If you’re utilizing these events to build relationships, allow enough time to plan ahead, so your investment pays off. Mega events’ size can make them daunting (especially for the newbie).
The Pop-Up
From a Fruit of the Loom underwear store to a mini-boutique for dog toys to a 5-Minute internship experience, brands and businesses have discovered that taking their products and services out of a traditional environment and to empty spaces, streets/parks, and other venues they can attract new prospects and create media buzz. Think of it as a food truck for your brand.
Here are some great examples of pop-ups for a wide range of offers.
Exclusive Experiences
“By invitation only” are three words that immediately make a guest feel special and grateful to the company that’s hosting. The concept itself isn’t new. Businesses have been entertaining guests for decades at restaurants and theater/sporting events. But as the world has moved more towards digital communication, these live moments take on even more meaning.
Non-profits have discovered that in addition to their annual galas, smaller experiences or cultivation events can be a powerful way to attract new donors. Inviting guests who have benefited from the non-profit’s program gives attendees a much more personal and realistic glimpse into the organization’s values and mission (see #2, above).
Inviting the media to these experiences can be a great way to garner press exposure.
Online Interactivity
Some of the most effective live events and experiences are integrated with digital media. By capturing data or consumer moments via kiosks, Instagram backdrops, voting walls, and other media, marketers are ensuring that people who can’t be there live are still benefiting from the experience via social media. For example, Lean Cuisine’s #Weigh This campaign led to more than 200 million impressions – a population far greater than the visitors to their Grand Central Station installation.

Task item A:
Duplicate the event marketing text from "Exclusive Experiences" up to and including "(see #2, above).".
Task item B:
Go on with the event marketing text from the point where it stops.

Material supplied:
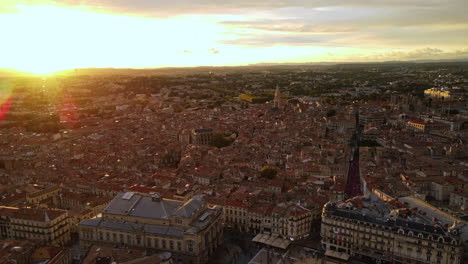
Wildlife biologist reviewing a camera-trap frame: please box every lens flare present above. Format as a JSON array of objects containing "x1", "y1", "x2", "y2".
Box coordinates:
[{"x1": 0, "y1": 81, "x2": 13, "y2": 124}]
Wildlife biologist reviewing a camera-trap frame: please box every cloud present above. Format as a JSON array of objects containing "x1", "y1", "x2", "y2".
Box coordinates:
[
  {"x1": 49, "y1": 0, "x2": 466, "y2": 17},
  {"x1": 349, "y1": 47, "x2": 468, "y2": 61},
  {"x1": 220, "y1": 32, "x2": 341, "y2": 47},
  {"x1": 208, "y1": 48, "x2": 219, "y2": 54}
]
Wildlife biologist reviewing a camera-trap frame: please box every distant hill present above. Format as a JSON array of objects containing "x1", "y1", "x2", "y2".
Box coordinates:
[{"x1": 0, "y1": 58, "x2": 468, "y2": 78}]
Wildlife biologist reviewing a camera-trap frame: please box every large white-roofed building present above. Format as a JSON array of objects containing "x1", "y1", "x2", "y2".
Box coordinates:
[{"x1": 79, "y1": 192, "x2": 223, "y2": 263}]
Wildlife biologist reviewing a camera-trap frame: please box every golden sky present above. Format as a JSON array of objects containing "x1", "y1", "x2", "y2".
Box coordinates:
[{"x1": 0, "y1": 0, "x2": 468, "y2": 74}]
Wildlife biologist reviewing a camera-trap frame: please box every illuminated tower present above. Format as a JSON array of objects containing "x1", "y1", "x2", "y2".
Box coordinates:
[{"x1": 274, "y1": 85, "x2": 281, "y2": 108}]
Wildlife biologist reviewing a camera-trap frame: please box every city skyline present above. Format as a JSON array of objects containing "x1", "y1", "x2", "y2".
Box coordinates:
[{"x1": 0, "y1": 0, "x2": 468, "y2": 74}]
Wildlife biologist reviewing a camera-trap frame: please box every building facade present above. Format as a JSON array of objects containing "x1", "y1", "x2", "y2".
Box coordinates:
[
  {"x1": 223, "y1": 200, "x2": 315, "y2": 240},
  {"x1": 0, "y1": 206, "x2": 70, "y2": 246},
  {"x1": 321, "y1": 195, "x2": 463, "y2": 264},
  {"x1": 79, "y1": 192, "x2": 223, "y2": 263}
]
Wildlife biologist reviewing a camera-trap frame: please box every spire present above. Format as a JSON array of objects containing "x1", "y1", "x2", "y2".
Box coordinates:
[
  {"x1": 275, "y1": 85, "x2": 281, "y2": 108},
  {"x1": 44, "y1": 212, "x2": 50, "y2": 222}
]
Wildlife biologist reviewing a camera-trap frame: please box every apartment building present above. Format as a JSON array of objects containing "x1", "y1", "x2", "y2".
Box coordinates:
[
  {"x1": 79, "y1": 192, "x2": 223, "y2": 263},
  {"x1": 224, "y1": 200, "x2": 315, "y2": 240},
  {"x1": 321, "y1": 194, "x2": 463, "y2": 264},
  {"x1": 0, "y1": 206, "x2": 70, "y2": 246}
]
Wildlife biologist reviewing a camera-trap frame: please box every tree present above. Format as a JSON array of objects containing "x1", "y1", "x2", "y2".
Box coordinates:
[
  {"x1": 211, "y1": 133, "x2": 234, "y2": 148},
  {"x1": 326, "y1": 109, "x2": 336, "y2": 117},
  {"x1": 260, "y1": 166, "x2": 278, "y2": 179}
]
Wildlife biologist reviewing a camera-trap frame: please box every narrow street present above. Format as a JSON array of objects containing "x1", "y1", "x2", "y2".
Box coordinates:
[{"x1": 346, "y1": 133, "x2": 362, "y2": 198}]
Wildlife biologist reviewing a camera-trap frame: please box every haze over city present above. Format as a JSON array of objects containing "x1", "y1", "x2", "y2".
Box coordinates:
[
  {"x1": 0, "y1": 0, "x2": 468, "y2": 74},
  {"x1": 0, "y1": 0, "x2": 468, "y2": 264}
]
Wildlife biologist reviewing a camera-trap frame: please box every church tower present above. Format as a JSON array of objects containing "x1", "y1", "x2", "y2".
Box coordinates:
[{"x1": 274, "y1": 85, "x2": 281, "y2": 108}]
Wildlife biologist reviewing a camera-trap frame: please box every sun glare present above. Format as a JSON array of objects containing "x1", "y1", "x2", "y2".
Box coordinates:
[{"x1": 0, "y1": 6, "x2": 238, "y2": 72}]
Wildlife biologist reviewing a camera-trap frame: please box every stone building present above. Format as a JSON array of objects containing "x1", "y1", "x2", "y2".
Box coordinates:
[
  {"x1": 79, "y1": 192, "x2": 223, "y2": 263},
  {"x1": 321, "y1": 194, "x2": 463, "y2": 264}
]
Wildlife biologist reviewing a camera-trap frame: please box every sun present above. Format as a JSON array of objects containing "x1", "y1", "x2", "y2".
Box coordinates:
[{"x1": 15, "y1": 65, "x2": 64, "y2": 76}]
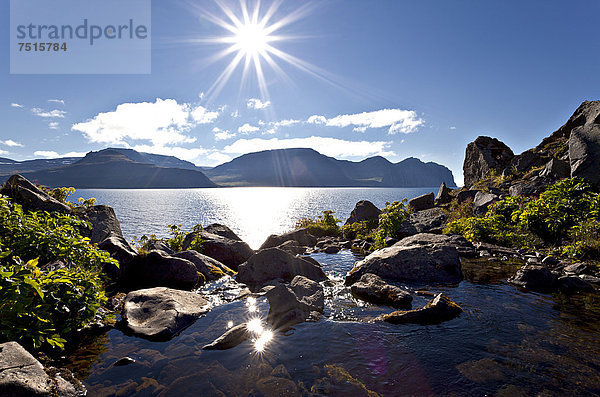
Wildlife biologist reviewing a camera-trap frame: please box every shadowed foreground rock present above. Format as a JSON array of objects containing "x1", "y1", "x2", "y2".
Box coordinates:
[
  {"x1": 350, "y1": 273, "x2": 412, "y2": 308},
  {"x1": 122, "y1": 287, "x2": 210, "y2": 340},
  {"x1": 236, "y1": 248, "x2": 327, "y2": 291},
  {"x1": 0, "y1": 342, "x2": 86, "y2": 397},
  {"x1": 381, "y1": 294, "x2": 463, "y2": 325}
]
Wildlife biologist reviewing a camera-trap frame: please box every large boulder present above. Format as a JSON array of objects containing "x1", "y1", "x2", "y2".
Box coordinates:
[
  {"x1": 0, "y1": 174, "x2": 72, "y2": 214},
  {"x1": 508, "y1": 265, "x2": 558, "y2": 292},
  {"x1": 350, "y1": 273, "x2": 412, "y2": 308},
  {"x1": 121, "y1": 251, "x2": 199, "y2": 290},
  {"x1": 569, "y1": 124, "x2": 600, "y2": 189},
  {"x1": 266, "y1": 276, "x2": 325, "y2": 328},
  {"x1": 172, "y1": 250, "x2": 235, "y2": 281},
  {"x1": 463, "y1": 136, "x2": 515, "y2": 186},
  {"x1": 396, "y1": 208, "x2": 448, "y2": 238},
  {"x1": 346, "y1": 234, "x2": 463, "y2": 285},
  {"x1": 236, "y1": 248, "x2": 327, "y2": 290},
  {"x1": 382, "y1": 294, "x2": 463, "y2": 325},
  {"x1": 0, "y1": 342, "x2": 86, "y2": 397},
  {"x1": 408, "y1": 193, "x2": 435, "y2": 211},
  {"x1": 259, "y1": 229, "x2": 317, "y2": 250},
  {"x1": 122, "y1": 287, "x2": 210, "y2": 340},
  {"x1": 345, "y1": 200, "x2": 381, "y2": 225},
  {"x1": 183, "y1": 230, "x2": 254, "y2": 270}
]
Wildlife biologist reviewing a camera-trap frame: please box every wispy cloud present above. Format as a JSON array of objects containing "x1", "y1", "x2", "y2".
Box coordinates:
[
  {"x1": 72, "y1": 98, "x2": 219, "y2": 147},
  {"x1": 248, "y1": 98, "x2": 271, "y2": 109},
  {"x1": 31, "y1": 108, "x2": 67, "y2": 118},
  {"x1": 223, "y1": 136, "x2": 395, "y2": 158},
  {"x1": 307, "y1": 109, "x2": 425, "y2": 135},
  {"x1": 238, "y1": 123, "x2": 260, "y2": 134},
  {"x1": 0, "y1": 139, "x2": 23, "y2": 147}
]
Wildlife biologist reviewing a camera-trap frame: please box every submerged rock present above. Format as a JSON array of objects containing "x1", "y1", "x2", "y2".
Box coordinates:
[
  {"x1": 122, "y1": 287, "x2": 210, "y2": 340},
  {"x1": 345, "y1": 200, "x2": 381, "y2": 225},
  {"x1": 0, "y1": 174, "x2": 72, "y2": 214},
  {"x1": 236, "y1": 248, "x2": 327, "y2": 291},
  {"x1": 381, "y1": 294, "x2": 463, "y2": 325},
  {"x1": 350, "y1": 273, "x2": 412, "y2": 308},
  {"x1": 346, "y1": 234, "x2": 462, "y2": 285}
]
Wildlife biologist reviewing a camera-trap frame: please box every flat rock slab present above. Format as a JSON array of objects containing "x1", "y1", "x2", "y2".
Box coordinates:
[{"x1": 122, "y1": 287, "x2": 211, "y2": 340}]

Response A:
Exclusive Experiences
“By invitation only” are three words that immediately make a guest feel special and grateful to the company that’s hosting. The concept itself isn’t new. Businesses have been entertaining guests for decades at restaurants and theater/sporting events. But as the world has moved more towards digital communication, these live moments take on even more meaning.
Non-profits have discovered that in addition to their annual galas, smaller experiences or cultivation events can be a powerful way to attract new donors. Inviting guests who have benefited from the non-profit’s program gives attendees a much more personal and realistic glimpse into the organization’s values and mission (see #2, above).

Response B:
Videos, gamification, and augmented/virtual reality can all be incorporated into online-only marketing experiences. Whether consumers are tweeting a slice of pizza or turning themselves into tacos, they are taking time to interact with a brand beyond a mundane transaction. They share the experience with friends and family and, in effect, become social media brand ambassadors. But food is not the only brand category taking advantage of interactive and immersive online experiences. The Ikea Place app enables people to see how furniture would look in their homes.
As technologies become more sophisticated and ubiquitous, agencies and brands are expected to become more creative and interactivity-focused in their online campaigns.
How to Build Experiential Marketing into Your Plans
Whether you’re producing your own events/experiences, attending a third party event, or simply creating more memorable digital experiences, you need to reflect back on the original 3 components of experience marketing. But first, you need to zoom in on the market you need to reach. Who are you creating that experience for and what do you want them to remember after it’s over?
You need a solid relationship development and communications strategy too. Even if you’ve created an exciting, unique experience, remember that memories eventually fade. Consider how you’ll keep in touch with the people who experienced your brand, providing new and different experiences along the way as you’re building sales and loyalty.
Remember too that experiences do not always have to be expensive to be memorable. As you’re creating your plans:
Look to other brand and non-profit marketers that create unique experiences.
Engage your team in brainstorming.
Develop a tight follow-up communications plan.
Set specific KPIs for every event/campaign and be patient. (Relationship cultivation takes time.)
If budget is an issue, start small and simple and scale-up as you see results.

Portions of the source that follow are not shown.